* [SOURCE]:
START

Where we could usually do something like d['NAME'], when you work with GeoJSON you always always always need to look inside of properties. Always always always (usually). You will forget this, but try not to. console.log will help you realize what you’ve done, but it’s always best to be prepared. Let’s look a everyone’s Census land area.

map.selectAll("path")
    .data(counties)
    .enter()
    .append("path")
    .style('fill', function(d) {
      // look at our data
      console.log(d['properties']['CENSUSAREA']);
      // but always return red
      return '#ff0000';
    })
    .attr('d', path);

Hmmm. That’s… a lot of numbers? If we’re going to build a scale, we’ll want to lean on our old friend d3.max.

// find the largest area of a county
var max_area = d3.max( counties, function(d) { return d['properties']['CENSUSAREA'] });

Remember, it’s always inside of ['properties']! Then we’ll make an appropriate scale using this data.

// color them between beige and red
var color_scale = d3.scale.linear().domain([0, max_area]).range(['beige', 'red']);

And plop that into the .style call

map.selectAll("path")
    .data(counties)
    .enter()
    .append("path")
    .style('fill', function(d) {
      return color_scale(d['properties']['CENSUSAREA']);
    })
    .attr('d', path);

And we should be good to go! Let’s put it all together and see if it works.

Open example in new window

<div id="map"></div>
<script>
d3.json("/tutorials/assets/data/gz_2010_us_050_00_5m.json", function(error, data) {
  console.log(data);
  console.log(data['features']);
  console.log(data['features'][0]);
  
  /* Let's break out our features into another variable... */
  var counties = data['features'];

  // Build our chart space
  var height = 500;
  var width = 600;

  // Append the svg inside of our div
  var svg = d3.select("#map")
              .append("svg")
              .attr('height', height)
              .attr('width', width);

  // Add in the g to offset it with the margin space
  var map = svg.append("g");

  // create our projection
  var projection = d3.geo.albersUsa()
                          .scale(800)
                          .translate([width / 2, height / 2]);

  var path = d3.geo.path()

END

* [RECORD SET]:

START

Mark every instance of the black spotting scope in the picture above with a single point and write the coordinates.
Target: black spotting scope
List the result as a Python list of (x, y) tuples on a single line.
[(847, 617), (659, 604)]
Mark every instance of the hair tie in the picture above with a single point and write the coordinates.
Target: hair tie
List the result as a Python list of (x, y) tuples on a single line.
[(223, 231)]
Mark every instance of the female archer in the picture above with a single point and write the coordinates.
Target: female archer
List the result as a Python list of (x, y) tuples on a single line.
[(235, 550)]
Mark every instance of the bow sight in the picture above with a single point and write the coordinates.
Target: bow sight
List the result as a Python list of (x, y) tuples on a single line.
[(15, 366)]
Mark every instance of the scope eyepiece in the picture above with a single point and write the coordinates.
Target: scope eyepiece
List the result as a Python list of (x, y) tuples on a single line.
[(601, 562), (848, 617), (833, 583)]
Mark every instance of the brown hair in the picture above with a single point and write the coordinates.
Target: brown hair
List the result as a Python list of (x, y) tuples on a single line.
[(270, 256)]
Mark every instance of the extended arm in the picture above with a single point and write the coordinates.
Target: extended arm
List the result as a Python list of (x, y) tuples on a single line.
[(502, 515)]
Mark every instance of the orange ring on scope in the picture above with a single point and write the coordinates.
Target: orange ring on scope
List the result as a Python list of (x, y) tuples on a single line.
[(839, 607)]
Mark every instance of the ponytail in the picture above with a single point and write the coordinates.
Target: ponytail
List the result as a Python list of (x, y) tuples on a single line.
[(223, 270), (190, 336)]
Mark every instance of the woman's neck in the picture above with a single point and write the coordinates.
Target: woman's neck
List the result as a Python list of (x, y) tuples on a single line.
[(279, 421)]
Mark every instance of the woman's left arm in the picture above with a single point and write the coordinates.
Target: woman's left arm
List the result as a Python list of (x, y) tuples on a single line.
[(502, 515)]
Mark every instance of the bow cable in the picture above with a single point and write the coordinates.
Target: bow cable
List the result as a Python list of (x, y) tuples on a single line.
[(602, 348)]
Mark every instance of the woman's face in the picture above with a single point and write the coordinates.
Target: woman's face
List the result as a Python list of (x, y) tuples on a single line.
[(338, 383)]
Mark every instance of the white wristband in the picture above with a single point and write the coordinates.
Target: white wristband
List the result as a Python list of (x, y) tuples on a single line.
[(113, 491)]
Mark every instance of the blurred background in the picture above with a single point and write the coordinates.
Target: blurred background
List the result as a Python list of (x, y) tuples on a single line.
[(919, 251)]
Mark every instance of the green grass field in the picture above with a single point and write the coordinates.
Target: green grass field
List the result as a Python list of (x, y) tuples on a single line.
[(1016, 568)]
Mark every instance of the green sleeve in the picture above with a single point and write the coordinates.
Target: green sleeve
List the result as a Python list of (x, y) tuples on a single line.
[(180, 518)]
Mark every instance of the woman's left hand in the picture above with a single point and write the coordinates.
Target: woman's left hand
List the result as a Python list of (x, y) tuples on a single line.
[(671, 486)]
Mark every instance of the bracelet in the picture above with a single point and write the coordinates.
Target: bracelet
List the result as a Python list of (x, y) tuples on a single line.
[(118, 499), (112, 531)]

END

* [TO DO]:
**a.** In the GeoJSON county-map tutorial, why does the code call d3.max on the counties before building color_scale? Answer in one to three sentences.
**b.** Translate this sentence from the GeoJSON county-map tutorial into Spanish: "console.log will help you realize what you’ve done, but it’s always best to be prepared."
**c.** Resume the GeoJSON county-map tutorial from the point where its code stops.

* [THE REPLIES]:
**a.** The color scale needs an upper bound for its domain, so d3.max finds the largest county area by reading CENSUSAREA inside each county's properties. That value, max_area, becomes the top of the domain [0, max_area], which maps onto the beige-to-red range.

**b.** console.log te ayudará a darte cuenta de lo que has hecho, pero siempre es mejor estar preparado.

**c.**
      .projection(projection);

  // find the largest area of a county
  var max_area = d3.max( counties, function(d) { return d['properties']['CENSUSAREA'] });

  // color them between beige and red
  var color_scale = d3.scale.linear().domain([0, max_area]).range(['beige', 'red']);

  map.selectAll("path")
      .data(counties)
      .enter()
      .append("path")
      .style('fill', function(d) {
        return color_scale(d['properties']['CENSUSAREA']);
      })
      .attr('d', path);
});
</script>

Open example in new window

Adjusting your scale

Ah, that’s… pretty useless. You can see that Alaska has some big counties and that the projection is making them nice and small, but it seems kind of useless.

The right thing to do in this case is (probably) to make a histogram and figure out what the best ways to cut that up. But hey, instead of doing that, let’s just try a bunch of different color scales!

Middle values

What if instead of saying “these are big”, instead we wanted to say “these are medium and these are big and these are small”? We might have blue be 0, beige be the median, and red be the largest.

Question: But how?

Answer: Your friend d3.max has a friend named d3.median that you can use with d3.scale.linear().

var max_area = d3.max( counties, function(d) { return d['properties']['CENSUSAREA'] });
var median_area = d3.median_area( counties, function(d) { return d['properties']['CENSUSAREA'] });

And when you’re making a color scale, you can pass multiple ranges. You can say zero to the median is blue to beige, and the median to max is beige to red. You do this like so:

// blue to beige to red
var color_scale = d3.scale.linear().domain([0, median_area, max_area]).range(['red', 'beige', 'red']);

Let’s see how it looks:

Open example in new window

<div id="map"></div>
<script>
d3.json("/tutorials/assets/data/gz_2010_us_050_00_5m.json", function(error, data) {
  console.log(data);
  console.log(data['features']);
  console.log(data['features'][0]);
  
  /* Let's break out our features into another variable... */
  var counties = data['features'];

  // Build our chart space
  var height = 500;
  var width = 600;

  // Append the svg inside of our div
  var svg = d3.select("#map")
              .append("svg")
              .attr('height', height)
              .attr('width', width);

  // Add in the g to offset it with the margin space
  var map = svg.append("g");

  // create our projection
  var projection = d3.geo.albersUsa()
                          .scale(800)
                          .translate([width / 2, height / 2]);

  var path = d3.geo.path()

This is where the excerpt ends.